Your assignment:
Answer these questions from the passage:
1. Which state has Medicaid and free mental health services?
2. In which years was the writer "majorly messed up"?
3. For how long did the hateful emails damage the writer's relationship with the best friend?

Passage provided:
And don't give me that horseshit about monetary circumstances. Why is someone in such dire economic straits pondering whether to buy a 360 or a PS3? Why does this same person regularly post his latest Blu-Ray purchases that further fill up his massive collection. Why is this person planning to buy a Kindle? This money could and should be going to therapy and, if necessary, medication. The poverty argument, much like most of his arguments, has zero credibility.
I'm gonna point out as an addendum that the state of Delaware, where both he and I live (though thankfully on opposite ends of the state) has Medicaid and free mental health services. My best friend has numerous mental health issues stretching back to her childhood. She's also flat broke. Yet she still manages to keep it together and get the help she needs.
I don't understand exactly what we're expected to do in the name of kindness and decency. Many of us have tried to be understanding in the past, but he just ran roughshod over us. He has some freakout, gets flustered and leaves, and then the very next day or even often later the same day he comes right back like nothing ever happened. Over and over and over again, month after month, year after year.
I myself was majorly messed up in 2005 and 2006. I was needy, obsessive, overbearing, violently angry. It reached a point where I was screaming in anger at my three year old nephew for accidentally letting the dog out, and I ruined my brother's birthday party. At about the same time, I sent a series of horrible, hateful E-Mails to my best friend which pretty much destroyed our relationship for the next 4 years. I am truly blessed that she forgave me and our relationship is stronger now than ever.
But you know what the difference here is? I realized I was bothering people and I changed. Had I been more like Doctor Who, I would to this day be yelling at people, hurting them, being needy, clingy, and obsessive. I would make insincere and half-assed attempts to change, and when pressed, act all persecuted and blame everything on my condition.

Items in a dataset:
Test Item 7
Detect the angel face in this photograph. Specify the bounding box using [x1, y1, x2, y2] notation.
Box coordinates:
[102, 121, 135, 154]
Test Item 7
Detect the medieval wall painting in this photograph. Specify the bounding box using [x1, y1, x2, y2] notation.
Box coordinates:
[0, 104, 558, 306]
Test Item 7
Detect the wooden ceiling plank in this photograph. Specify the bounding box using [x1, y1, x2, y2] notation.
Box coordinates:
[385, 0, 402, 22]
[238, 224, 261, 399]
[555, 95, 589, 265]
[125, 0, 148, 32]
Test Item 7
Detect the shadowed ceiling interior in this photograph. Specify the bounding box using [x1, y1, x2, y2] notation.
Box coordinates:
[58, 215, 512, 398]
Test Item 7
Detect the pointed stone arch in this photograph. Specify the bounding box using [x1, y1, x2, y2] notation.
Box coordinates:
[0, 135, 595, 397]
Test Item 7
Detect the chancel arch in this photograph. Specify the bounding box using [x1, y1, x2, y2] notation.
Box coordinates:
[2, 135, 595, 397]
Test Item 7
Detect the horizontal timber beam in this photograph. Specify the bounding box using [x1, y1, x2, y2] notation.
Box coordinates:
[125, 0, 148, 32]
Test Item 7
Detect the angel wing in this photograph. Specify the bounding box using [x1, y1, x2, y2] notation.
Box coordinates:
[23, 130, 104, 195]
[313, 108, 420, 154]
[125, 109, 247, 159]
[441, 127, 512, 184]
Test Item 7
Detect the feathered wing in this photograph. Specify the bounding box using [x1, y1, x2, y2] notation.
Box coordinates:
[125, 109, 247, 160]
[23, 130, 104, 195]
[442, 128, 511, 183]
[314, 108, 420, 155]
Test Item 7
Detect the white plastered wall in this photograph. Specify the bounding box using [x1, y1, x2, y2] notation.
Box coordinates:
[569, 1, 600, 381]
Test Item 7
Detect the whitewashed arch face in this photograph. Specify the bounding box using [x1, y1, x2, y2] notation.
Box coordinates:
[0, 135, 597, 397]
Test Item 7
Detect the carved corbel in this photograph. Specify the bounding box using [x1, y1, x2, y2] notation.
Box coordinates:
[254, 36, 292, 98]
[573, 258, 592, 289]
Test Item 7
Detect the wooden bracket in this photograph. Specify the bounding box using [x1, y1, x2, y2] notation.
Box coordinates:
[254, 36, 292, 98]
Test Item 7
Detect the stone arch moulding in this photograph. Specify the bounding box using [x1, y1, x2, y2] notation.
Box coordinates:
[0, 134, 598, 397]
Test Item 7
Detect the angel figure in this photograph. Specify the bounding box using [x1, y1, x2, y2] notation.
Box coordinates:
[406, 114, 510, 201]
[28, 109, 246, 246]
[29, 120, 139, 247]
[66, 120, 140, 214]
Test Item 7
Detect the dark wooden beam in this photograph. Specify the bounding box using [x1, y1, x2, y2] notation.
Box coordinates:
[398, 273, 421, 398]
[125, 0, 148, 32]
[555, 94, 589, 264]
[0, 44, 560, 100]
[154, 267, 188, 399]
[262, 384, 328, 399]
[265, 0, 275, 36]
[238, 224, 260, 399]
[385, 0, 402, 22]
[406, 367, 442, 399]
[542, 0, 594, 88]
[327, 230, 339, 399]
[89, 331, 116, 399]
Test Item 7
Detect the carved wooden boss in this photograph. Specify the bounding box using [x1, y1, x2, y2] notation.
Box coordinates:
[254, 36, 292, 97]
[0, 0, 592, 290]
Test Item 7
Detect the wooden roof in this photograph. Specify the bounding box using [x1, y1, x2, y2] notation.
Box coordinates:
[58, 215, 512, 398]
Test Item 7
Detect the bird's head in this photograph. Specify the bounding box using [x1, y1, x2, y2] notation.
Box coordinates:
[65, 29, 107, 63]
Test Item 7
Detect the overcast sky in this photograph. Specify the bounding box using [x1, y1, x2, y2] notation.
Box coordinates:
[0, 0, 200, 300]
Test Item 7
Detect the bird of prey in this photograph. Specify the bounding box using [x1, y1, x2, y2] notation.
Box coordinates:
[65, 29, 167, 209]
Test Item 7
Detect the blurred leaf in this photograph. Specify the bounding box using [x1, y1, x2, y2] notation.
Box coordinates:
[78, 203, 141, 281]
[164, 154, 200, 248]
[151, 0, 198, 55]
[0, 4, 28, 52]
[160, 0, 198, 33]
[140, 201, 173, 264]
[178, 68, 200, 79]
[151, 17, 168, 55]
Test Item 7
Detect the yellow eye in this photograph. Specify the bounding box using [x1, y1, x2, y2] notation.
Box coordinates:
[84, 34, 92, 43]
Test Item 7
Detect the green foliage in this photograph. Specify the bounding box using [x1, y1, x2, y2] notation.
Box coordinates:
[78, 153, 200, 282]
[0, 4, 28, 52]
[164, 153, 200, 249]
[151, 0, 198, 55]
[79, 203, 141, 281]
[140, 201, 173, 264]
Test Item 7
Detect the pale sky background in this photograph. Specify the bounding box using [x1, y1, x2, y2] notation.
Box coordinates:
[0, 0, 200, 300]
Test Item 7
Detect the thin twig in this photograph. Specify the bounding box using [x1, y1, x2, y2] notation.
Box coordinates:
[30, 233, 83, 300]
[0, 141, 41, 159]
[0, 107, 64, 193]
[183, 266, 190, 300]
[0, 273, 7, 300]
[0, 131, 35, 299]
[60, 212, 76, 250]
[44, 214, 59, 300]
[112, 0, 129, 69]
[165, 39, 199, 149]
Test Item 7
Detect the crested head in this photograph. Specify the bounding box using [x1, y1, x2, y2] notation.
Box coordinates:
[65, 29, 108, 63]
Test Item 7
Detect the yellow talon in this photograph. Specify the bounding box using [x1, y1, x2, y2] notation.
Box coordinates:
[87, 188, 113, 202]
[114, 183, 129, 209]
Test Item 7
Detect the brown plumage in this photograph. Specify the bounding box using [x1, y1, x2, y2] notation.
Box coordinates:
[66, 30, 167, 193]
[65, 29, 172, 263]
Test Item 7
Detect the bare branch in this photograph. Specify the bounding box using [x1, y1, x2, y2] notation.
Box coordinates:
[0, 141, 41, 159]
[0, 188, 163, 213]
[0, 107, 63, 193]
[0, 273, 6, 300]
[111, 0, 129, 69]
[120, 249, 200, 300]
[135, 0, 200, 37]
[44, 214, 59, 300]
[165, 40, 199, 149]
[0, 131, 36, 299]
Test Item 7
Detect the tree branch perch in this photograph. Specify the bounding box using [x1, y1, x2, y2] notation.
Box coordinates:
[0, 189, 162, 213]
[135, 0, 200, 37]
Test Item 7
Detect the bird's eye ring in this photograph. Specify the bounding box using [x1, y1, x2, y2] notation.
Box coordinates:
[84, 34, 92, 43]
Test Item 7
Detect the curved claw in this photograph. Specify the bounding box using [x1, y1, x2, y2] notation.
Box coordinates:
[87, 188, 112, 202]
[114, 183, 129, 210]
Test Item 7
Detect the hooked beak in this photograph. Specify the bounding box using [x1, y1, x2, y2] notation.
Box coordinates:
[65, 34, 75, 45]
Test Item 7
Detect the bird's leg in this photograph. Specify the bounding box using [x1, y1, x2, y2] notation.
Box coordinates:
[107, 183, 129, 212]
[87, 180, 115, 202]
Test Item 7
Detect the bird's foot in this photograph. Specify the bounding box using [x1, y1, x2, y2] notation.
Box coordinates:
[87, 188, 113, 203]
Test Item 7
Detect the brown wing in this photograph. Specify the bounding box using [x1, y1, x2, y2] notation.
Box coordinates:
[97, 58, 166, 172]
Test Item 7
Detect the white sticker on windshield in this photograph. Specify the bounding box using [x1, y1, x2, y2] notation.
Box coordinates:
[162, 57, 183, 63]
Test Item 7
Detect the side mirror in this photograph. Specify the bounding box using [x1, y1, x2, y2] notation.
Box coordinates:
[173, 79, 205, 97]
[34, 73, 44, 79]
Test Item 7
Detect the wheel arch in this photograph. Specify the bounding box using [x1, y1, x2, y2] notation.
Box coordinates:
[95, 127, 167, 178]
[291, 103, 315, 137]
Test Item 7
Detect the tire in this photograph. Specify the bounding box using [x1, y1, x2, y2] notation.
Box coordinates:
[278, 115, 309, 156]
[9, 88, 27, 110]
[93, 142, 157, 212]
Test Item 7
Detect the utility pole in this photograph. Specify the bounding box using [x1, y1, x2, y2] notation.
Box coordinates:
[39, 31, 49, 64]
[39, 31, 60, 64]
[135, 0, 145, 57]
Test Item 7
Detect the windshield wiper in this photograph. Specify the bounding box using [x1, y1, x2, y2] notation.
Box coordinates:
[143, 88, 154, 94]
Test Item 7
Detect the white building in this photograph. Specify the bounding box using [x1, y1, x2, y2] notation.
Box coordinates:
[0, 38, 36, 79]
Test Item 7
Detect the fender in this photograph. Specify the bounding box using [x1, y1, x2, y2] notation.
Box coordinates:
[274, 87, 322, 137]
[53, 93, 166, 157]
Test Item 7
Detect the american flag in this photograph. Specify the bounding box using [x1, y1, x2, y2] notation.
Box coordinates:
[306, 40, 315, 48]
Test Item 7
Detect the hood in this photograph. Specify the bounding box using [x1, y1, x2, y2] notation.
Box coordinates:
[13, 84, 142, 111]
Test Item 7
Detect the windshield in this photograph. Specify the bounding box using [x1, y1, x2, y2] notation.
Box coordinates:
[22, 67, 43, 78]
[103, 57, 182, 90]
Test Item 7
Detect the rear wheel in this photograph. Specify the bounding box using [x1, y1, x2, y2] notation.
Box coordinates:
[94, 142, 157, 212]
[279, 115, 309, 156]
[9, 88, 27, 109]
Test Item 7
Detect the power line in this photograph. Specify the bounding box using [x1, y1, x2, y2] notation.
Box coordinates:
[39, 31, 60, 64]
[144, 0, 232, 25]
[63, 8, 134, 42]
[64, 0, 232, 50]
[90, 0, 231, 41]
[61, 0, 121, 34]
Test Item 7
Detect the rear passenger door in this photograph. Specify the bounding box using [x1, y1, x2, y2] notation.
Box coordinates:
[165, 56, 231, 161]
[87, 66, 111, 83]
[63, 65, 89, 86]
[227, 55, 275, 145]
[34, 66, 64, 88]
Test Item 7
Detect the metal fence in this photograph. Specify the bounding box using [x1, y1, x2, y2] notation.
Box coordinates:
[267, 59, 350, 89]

Task result:
1. Delaware
2. 2005 and 2006
3. The next 4 years